EXERCISE DIRECTIONS:
Rewrite each of the records below, putting "Reminder for the class" wherever "Note to the class" appears and leaving everything else unchanged.

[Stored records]
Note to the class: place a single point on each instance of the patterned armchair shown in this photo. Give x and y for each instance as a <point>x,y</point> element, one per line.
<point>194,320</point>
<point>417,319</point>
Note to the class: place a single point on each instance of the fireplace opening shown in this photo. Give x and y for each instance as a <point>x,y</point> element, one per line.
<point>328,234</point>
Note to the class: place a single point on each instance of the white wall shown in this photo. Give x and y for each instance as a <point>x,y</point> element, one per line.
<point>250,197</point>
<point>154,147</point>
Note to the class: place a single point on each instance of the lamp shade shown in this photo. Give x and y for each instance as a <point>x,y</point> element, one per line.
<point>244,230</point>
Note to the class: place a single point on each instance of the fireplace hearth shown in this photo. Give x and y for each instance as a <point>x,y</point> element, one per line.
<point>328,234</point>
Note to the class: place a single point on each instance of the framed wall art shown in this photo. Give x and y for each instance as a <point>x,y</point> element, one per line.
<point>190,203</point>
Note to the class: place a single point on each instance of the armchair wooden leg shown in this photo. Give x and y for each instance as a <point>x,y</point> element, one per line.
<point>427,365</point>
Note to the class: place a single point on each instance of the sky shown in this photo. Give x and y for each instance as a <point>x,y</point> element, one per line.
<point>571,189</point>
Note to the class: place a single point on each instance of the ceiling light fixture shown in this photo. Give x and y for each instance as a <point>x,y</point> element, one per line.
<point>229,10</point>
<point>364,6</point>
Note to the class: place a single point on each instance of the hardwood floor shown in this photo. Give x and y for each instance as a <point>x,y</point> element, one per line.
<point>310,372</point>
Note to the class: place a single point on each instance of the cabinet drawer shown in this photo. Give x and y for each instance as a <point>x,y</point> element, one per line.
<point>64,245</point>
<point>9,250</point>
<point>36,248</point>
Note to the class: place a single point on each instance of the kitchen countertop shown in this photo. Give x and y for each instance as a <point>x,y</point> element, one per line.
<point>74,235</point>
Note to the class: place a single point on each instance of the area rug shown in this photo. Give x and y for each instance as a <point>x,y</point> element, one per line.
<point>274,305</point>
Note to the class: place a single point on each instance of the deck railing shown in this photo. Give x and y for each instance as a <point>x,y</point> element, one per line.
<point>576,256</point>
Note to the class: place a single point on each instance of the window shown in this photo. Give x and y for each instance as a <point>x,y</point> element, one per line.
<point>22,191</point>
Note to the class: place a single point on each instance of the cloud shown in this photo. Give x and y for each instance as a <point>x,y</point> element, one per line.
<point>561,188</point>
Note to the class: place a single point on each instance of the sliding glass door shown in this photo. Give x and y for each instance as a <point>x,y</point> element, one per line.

FINISHED ANSWER:
Reminder for the class: place a single point on each instance of the patterned armchair shown in this photo. Give x and y for each instance as a <point>x,y</point> element, one per line.
<point>194,320</point>
<point>417,319</point>
Reminder for the class: place a single point on each instance of the fireplace opening shown in this photo. Give x and y for each instance as a <point>x,y</point> element, one per line.
<point>328,234</point>
Reminder for the class: place a single point on each instance of the white wall shown in this photo. Give x and y for each instance as a <point>x,y</point> element, one per line.
<point>250,197</point>
<point>154,147</point>
Reminder for the class: place a single point on each instance of the lamp shade shown in this photo. Give x and y for each instance as a <point>x,y</point> element, one per line.
<point>244,230</point>
Reminder for the class: place a single point on each instance of the fireplace hearth shown in this photo. Give x and y for each instance as a <point>x,y</point> element, one per line.
<point>328,234</point>
Reminder for the class: place a single point on each instance of the framed wall art shown in this photo. Give x and y for each instance as a <point>x,y</point> element, one per line.
<point>190,203</point>
Reminder for the class: place a single point on each instance of the armchair wooden leg shown in this photo. Give x and y for each instance as a <point>x,y</point> element, one per line.
<point>427,365</point>
Reminder for the class: place a single point on each instance of the sky shown in this photo. Give x and y for each instance as a <point>x,y</point> element, one per line.
<point>571,189</point>
Reminder for the class: place a single point on each instance of the ceiling light fixture shown in this photo. Give x and y for each instance as a <point>x,y</point> element, one per line.
<point>229,10</point>
<point>364,6</point>
Reminder for the class: place a single point on each instance of the hardwood floor shown in this photo. Give x and y for each instance as a <point>x,y</point> element, one per line.
<point>310,372</point>
Reminder for the class: place a single point on each instance of the cabinet drawer shown in this photo. Give x and y for each instance as a <point>x,y</point> element, one per line.
<point>64,245</point>
<point>9,250</point>
<point>36,248</point>
Reminder for the class: place a single point on each instance of the kitchen countertop shown in this photo. Give x and y for each instance as a <point>x,y</point> element, one per line.
<point>74,235</point>
Reminder for the class: place a single point on each instance of the area rug shown in this photo. Give x and y for each instance as a <point>x,y</point> element, one per line.
<point>274,305</point>
Reminder for the class: place a single point on each instance of the deck railing shown in this photo. Give x and y for each instance as a <point>x,y</point> element, one per line.
<point>576,256</point>
Reminder for the class: place a single point on each instance of the window shown in this photo. Give x and y for each instance as a <point>x,y</point> element, one per line.
<point>22,191</point>
Reminder for the class: place a single point on each instance of the cloud shown in this photo. Give x and y for each instance as a <point>x,y</point> element, one per line.
<point>561,188</point>
Reminder for the class: place a single point on each instance of the sliding glass door shown in this photo. Give x and y for each instance as a <point>x,y</point> element, one per line.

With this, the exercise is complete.